# To do:
Repeat the records below word for word.
(Data to examine Opens)
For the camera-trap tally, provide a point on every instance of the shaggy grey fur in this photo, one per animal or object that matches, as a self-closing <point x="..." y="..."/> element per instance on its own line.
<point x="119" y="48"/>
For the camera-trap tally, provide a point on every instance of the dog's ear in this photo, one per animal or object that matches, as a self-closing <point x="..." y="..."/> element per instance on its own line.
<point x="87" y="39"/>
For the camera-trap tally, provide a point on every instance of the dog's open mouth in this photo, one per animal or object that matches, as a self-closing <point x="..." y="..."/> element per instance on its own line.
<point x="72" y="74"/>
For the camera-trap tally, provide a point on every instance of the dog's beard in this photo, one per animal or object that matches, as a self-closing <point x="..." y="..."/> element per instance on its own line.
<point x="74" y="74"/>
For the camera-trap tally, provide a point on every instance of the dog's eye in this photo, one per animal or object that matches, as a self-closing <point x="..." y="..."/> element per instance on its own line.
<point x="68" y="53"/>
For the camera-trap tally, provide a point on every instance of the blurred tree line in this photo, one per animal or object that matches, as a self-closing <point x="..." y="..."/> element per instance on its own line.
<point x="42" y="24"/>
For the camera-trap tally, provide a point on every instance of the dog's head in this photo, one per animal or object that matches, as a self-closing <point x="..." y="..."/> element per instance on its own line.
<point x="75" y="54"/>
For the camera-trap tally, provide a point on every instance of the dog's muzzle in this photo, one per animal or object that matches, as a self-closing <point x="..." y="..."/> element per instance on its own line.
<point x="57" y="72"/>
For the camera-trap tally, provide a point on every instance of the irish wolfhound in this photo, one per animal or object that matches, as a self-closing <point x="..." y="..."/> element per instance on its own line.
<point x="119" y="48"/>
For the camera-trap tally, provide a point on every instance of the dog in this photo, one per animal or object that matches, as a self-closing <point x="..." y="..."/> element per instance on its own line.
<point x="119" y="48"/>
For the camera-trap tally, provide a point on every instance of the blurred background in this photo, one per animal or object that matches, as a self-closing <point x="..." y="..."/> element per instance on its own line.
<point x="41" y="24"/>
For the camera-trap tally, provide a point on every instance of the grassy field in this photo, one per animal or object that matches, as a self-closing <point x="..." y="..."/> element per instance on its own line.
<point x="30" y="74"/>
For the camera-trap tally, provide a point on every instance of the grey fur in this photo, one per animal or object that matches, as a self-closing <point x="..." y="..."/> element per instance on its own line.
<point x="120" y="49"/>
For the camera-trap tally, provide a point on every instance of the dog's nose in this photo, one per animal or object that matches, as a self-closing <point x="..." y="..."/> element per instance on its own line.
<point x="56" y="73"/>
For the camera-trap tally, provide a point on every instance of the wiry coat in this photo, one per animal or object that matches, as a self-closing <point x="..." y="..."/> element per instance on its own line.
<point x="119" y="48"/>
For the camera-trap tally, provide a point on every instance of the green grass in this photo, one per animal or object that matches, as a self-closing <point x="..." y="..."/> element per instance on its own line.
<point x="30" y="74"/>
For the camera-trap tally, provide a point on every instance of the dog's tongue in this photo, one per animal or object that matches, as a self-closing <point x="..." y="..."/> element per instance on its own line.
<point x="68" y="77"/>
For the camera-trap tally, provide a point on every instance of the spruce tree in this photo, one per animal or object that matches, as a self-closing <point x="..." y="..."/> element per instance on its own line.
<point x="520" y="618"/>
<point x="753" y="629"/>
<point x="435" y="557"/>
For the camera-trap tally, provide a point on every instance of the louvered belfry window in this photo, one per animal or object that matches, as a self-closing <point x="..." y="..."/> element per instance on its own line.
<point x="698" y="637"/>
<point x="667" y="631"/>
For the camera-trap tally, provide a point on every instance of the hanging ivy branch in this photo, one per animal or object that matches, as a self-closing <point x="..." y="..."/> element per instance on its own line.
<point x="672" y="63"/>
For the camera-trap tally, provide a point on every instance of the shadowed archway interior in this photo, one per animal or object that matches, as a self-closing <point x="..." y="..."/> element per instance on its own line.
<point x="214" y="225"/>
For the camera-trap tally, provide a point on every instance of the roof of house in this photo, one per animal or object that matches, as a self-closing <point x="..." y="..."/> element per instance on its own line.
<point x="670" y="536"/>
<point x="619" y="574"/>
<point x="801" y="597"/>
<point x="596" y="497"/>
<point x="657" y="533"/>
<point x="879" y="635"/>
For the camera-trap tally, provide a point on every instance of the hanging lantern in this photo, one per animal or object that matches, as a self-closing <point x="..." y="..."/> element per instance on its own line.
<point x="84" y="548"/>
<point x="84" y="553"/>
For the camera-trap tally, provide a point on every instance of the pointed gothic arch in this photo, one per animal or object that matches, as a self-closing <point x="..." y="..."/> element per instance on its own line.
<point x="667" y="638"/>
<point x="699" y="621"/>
(Data to examine Closes)
# Exercise response:
For the camera-trap tally, provide a point on every instance of the shaggy grey fur in this photo, one per animal or object that matches, as a self-closing <point x="..." y="..."/> element per instance on its own line.
<point x="119" y="48"/>
For the camera-trap tally, provide a point on every instance of the dog's ear in this photo, one per animal or object that matches, as a self-closing <point x="..." y="..."/> element per instance on its own line.
<point x="87" y="39"/>
For the camera-trap tally, provide a point on every instance of the dog's open mouth in this photo, one per animal or object that matches, as a self-closing <point x="..." y="..."/> element per instance on its own line.
<point x="72" y="74"/>
For the camera-trap tally, provide a point on every instance of the dog's beard in this photo, one per animal or object that matches, as a self-closing <point x="..." y="..."/> element per instance on its own line.
<point x="74" y="74"/>
For the camera-trap tally, provide a point on every instance of the dog's eye in this photo, one per animal or object that matches, as a self-closing <point x="..." y="..."/> element per instance on its own line.
<point x="68" y="53"/>
For the camera-trap tally, provide a point on every instance of the blurred tree line in this photo, one per animal or object that matches, as a self-closing <point x="..." y="..."/> element per instance on its own line.
<point x="42" y="24"/>
For the camera-trap tally, provide a point on every instance of the dog's head in this photo, one per animal or object that matches, as a self-closing <point x="..." y="..."/> element per instance on its own line.
<point x="75" y="54"/>
For the camera-trap tally, provide a point on every instance of the dog's muzzle in this photo, one per animal or object that matches, as a self-closing <point x="..." y="..."/> element per instance on its own line.
<point x="57" y="72"/>
For the camera-trap tally, provide a point on every instance of the irish wolfhound in this photo, one per animal or object that matches, as a self-closing <point x="..." y="..."/> element per instance on its own line.
<point x="119" y="48"/>
For the camera-trap tally, provide a point on every instance of the dog in this photo, one per animal or object that matches, as a self-closing <point x="..." y="..."/> element per instance on its own line.
<point x="119" y="48"/>
For the camera-trap tally, provide a point on every instance of the blurred background in this photo, one per animal or object that matches, as a self-closing <point x="..." y="..."/> element per instance on its own line.
<point x="41" y="24"/>
For the camera-trap tally, provide a point on every instance of the grassy field in this photo, one per animal or object that matches, as a self-closing <point x="..." y="..."/> element per instance on its own line.
<point x="30" y="74"/>
For the camera-trap tally, provide a point on every instance of the grey fur in this photo, one per animal or object that matches, as a self-closing <point x="..." y="..."/> element per instance on its own line.
<point x="120" y="49"/>
For the camera-trap tally, provide a point on every instance of the dog's nose in this photo, one per animal or object that matches, as a self-closing <point x="..." y="..."/> element per instance on its own line.
<point x="56" y="73"/>
For the camera-trap tally, provide a point on every instance of the wiry coat in this photo, one per animal or object that matches, as a self-closing <point x="..." y="..."/> element per instance on its own line.
<point x="119" y="48"/>
For the camera-trap tally, provide a point on every instance of the green grass in this photo, one per animal or object that matches, as a self-closing <point x="..." y="..."/> element per instance on its own line.
<point x="30" y="74"/>
For the camera-trap tally, provide a point on every instance of the dog's tongue in this photo, one per animal or object that matches, as a self-closing <point x="..." y="..."/> element per instance on its own line.
<point x="68" y="77"/>
For the camera-trap tally, provide a point on every instance of the spruce tree in this photo, one per animal or object that matches, as a self-closing <point x="..." y="..."/> element per instance on its own line.
<point x="520" y="618"/>
<point x="753" y="629"/>
<point x="435" y="557"/>
For the camera-trap tally, provide a point on every instance of the louvered belfry window in this photo, one per animal or object that matches, as a self-closing <point x="..." y="..."/> element per instance on its own line.
<point x="698" y="637"/>
<point x="667" y="631"/>
For the camera-trap tally, provide a point on every instance of the hanging ivy branch in this photo, one per animal or object that matches, as a self-closing <point x="..." y="..."/> element per instance on its own line.
<point x="672" y="63"/>
For the camera-trap tally, provide a point on every instance of the shadowed archway interior in this photo, one per animal or object that matches, as a self-closing <point x="..." y="..."/> element per instance on its own line.
<point x="214" y="225"/>
For the camera-trap tally, provide a point on every instance of the roof of house in this photo, one per animal or object that matches, as a self-closing <point x="..." y="..."/> element per instance on its own line.
<point x="670" y="536"/>
<point x="619" y="574"/>
<point x="801" y="597"/>
<point x="596" y="497"/>
<point x="657" y="533"/>
<point x="879" y="635"/>
For the camera-trap tally, provide a point on every instance of the hanging lantern in this photo, one per animal or object that matches, as a self-closing <point x="..." y="..."/> element per instance on its own line.
<point x="84" y="548"/>
<point x="84" y="553"/>
For the camera-trap tally, provide a point on every instance of the pointed gothic arch in this photo, one per animal or object that matches, as a self-closing <point x="..." y="..."/> element per instance on its own line.
<point x="667" y="638"/>
<point x="699" y="621"/>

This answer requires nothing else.